PROVIDED PASSAGE:
★ ★ ★
Soon turning to the north, the main loop continues across high ground until plunging into and climbing out of Clendenin Hollow and then Cranberry Hollow, reaching a junction with a trail that leads into Cranberry Swamp Natural Area at 32.3 miles. After crossing a brief patch of high ground, the trail descends steeply into a vast system of hollows formed by Benjamin Run and its tributaries, with an equally difficult climb back to the top of the plateau. A very narrow ridgetop is reached at a crossing of Grugan Hollow Road (also known as Mill Run Road) at 35.8 miles. The Jack Paulhamus/Garby Trail departs to the east on that road, and eventually crosses the West Branch Susquehanna River and connects with the Donut Hole Trail. The Chuck Keiper Trail begins another difficult descent into a system of hollows formed by several branches of Boggs Run, beginning a walk along that stream at 37.4 miles, followed by yet another steep climb back to the top of the plateau, now trending to the west. After another brief stretch of high ground, the trail descends along a tributary of Hall Run and crosses PA Route 144 again at 42.1 miles. The trail then proceeds parallel to the highway on a sidehill segment, then turns south and climbs alongside a different tributary of Hall Run. At the top, the trail stays on high ground, with the main loop ending at 47.3 miles at the Fish Dam Vista trailhead.

=== Cross-connector ===
The East Branch Trail serves as the cross-connector in the Chuck Keiper Trail system, reaching from the beginning of the main loop (as described above) to the southern segment of the main loop at its 27.9 mile point. From the trailhead parking area at Fish Dam Vista off of PA Route 144, the East Branch Trail initially heads east, roughly parallel to the highway. It then turns to the southeast and enters East Branch Swamp Natural Area at 1.6 miles. The trail then descends gently alongside East Branch Run and reaches the southern segment of the main loop after 3.3 miles.

=== Hiking options ===
The Chuck Keiper Trail system, thanks to the presence of the cross-connector trail, enables several loop options. As described above, a hike on the main loop on its own is 47.3 miles in length. A hike on the west side of the loop, utilizing the cross-connector trail, is 31.2 miles long. A hike on the east side of the loop, utilizing the cross-connector trail, is 22.7 miles long. A "figure-8" hike, which requires completing the cross-connector trail twice, is 53.9 miles long.
★ ★ ★
(Collected data)
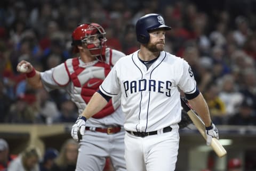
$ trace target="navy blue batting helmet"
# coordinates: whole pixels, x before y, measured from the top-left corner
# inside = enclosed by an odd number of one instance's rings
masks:
[[[149,41],[149,31],[164,28],[170,30],[172,28],[165,25],[163,17],[157,14],[149,14],[141,17],[136,23],[136,35],[137,40],[141,44]]]

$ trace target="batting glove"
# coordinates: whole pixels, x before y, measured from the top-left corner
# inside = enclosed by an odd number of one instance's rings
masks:
[[[85,130],[85,122],[86,118],[84,116],[79,116],[71,129],[71,136],[75,140],[80,141],[82,135],[84,134]]]
[[[219,131],[212,122],[211,123],[211,126],[205,127],[205,133],[206,133],[206,144],[207,146],[211,144],[213,138],[219,139]]]

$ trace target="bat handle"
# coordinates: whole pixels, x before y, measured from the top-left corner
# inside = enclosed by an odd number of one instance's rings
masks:
[[[220,143],[219,141],[215,138],[212,139],[211,146],[217,154],[219,157],[222,157],[227,155],[227,151],[222,146]]]

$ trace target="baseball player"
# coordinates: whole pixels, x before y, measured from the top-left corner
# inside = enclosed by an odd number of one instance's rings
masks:
[[[78,57],[41,73],[23,61],[18,64],[17,70],[20,71],[25,64],[27,81],[34,88],[44,87],[47,91],[65,89],[81,114],[113,66],[125,56],[106,47],[105,34],[97,23],[81,24],[72,34],[73,50],[79,52]],[[124,116],[120,104],[120,96],[116,96],[87,121],[84,127],[87,131],[80,141],[76,170],[102,171],[106,157],[110,157],[116,170],[126,170]]]
[[[174,170],[181,113],[178,88],[204,121],[207,144],[218,138],[189,64],[164,51],[165,33],[171,29],[157,14],[139,19],[136,33],[140,49],[117,61],[72,128],[72,135],[78,139],[88,119],[121,92],[129,171]]]

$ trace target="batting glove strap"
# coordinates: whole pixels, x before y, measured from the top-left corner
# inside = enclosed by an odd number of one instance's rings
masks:
[[[87,119],[85,117],[83,116],[80,116],[78,117],[78,118],[77,118],[77,120],[78,119],[83,119],[84,121],[84,122],[86,122],[87,121]]]
[[[206,130],[205,127],[205,133],[206,134],[206,144],[209,146],[211,144],[212,139],[215,138],[219,139],[219,131],[213,123],[212,123],[211,129]],[[210,127],[210,126],[209,126]],[[208,127],[208,128],[209,127]]]
[[[85,122],[86,118],[84,116],[79,116],[76,123],[72,126],[71,136],[73,139],[79,141],[82,139],[82,135],[84,134],[85,130]]]
[[[209,126],[205,126],[206,130],[210,130],[211,129],[212,129],[212,122],[211,122],[211,125],[210,125]]]

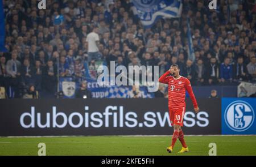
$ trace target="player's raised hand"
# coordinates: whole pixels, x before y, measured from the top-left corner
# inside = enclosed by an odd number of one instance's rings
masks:
[[[196,113],[197,113],[198,112],[199,112],[199,108],[197,107],[196,108],[194,108],[194,110]]]

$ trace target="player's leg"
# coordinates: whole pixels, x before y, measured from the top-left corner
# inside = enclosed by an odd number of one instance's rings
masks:
[[[175,122],[175,111],[172,108],[169,108],[169,116],[170,116],[170,119],[171,121],[171,125],[172,126],[174,126],[174,129],[175,126],[176,127],[175,125],[174,125],[174,123]],[[172,135],[172,136],[174,136],[174,135]],[[172,146],[171,145],[171,144],[170,146],[167,147],[167,151],[169,153],[172,152]]]
[[[185,142],[185,140],[184,139],[184,134],[182,131],[181,127],[180,127],[180,129],[179,140],[180,140],[180,143],[181,143],[182,148],[179,152],[178,152],[178,153],[184,153],[188,152],[189,151],[188,147],[186,143]]]
[[[180,119],[180,132],[179,135],[179,140],[180,140],[180,143],[181,143],[182,144],[182,148],[180,151],[179,152],[179,153],[183,153],[188,152],[188,148],[186,144],[186,143],[185,142],[185,140],[184,139],[184,134],[183,131],[182,131],[181,127],[183,126],[183,118],[184,115],[185,114],[185,107],[182,108],[182,110],[180,110],[179,113],[181,112],[181,118]]]
[[[180,133],[179,135],[179,140],[180,140],[180,143],[181,143],[183,147],[187,147],[186,142],[185,142],[185,140],[184,139],[184,134],[183,131],[182,131],[181,127],[180,128]]]
[[[172,148],[175,144],[176,141],[177,141],[177,139],[179,138],[179,135],[180,134],[180,126],[179,125],[174,125],[174,134],[172,134],[172,143],[171,144],[171,146],[172,147]]]
[[[177,139],[179,138],[180,128],[180,126],[179,125],[174,125],[174,134],[172,134],[172,143],[171,144],[171,146],[167,148],[167,151],[169,153],[172,152],[172,149],[174,148],[174,145],[175,144],[176,141],[177,141]]]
★ ★ ★
WORK TO BE COMPLETED: Please list every hiking option that the Chuck Keiper Trail description gives, each with its length in miles.

RESULT OF THE EXERCISE:
- Main loop on its own: 47.3 miles
- West side of the loop, using the cross-connector trail: 31.2 miles
- East side of the loop, using the cross-connector trail: 22.7 miles
- "Figure-8" hike, completing the cross-connector trail twice: 53.9 miles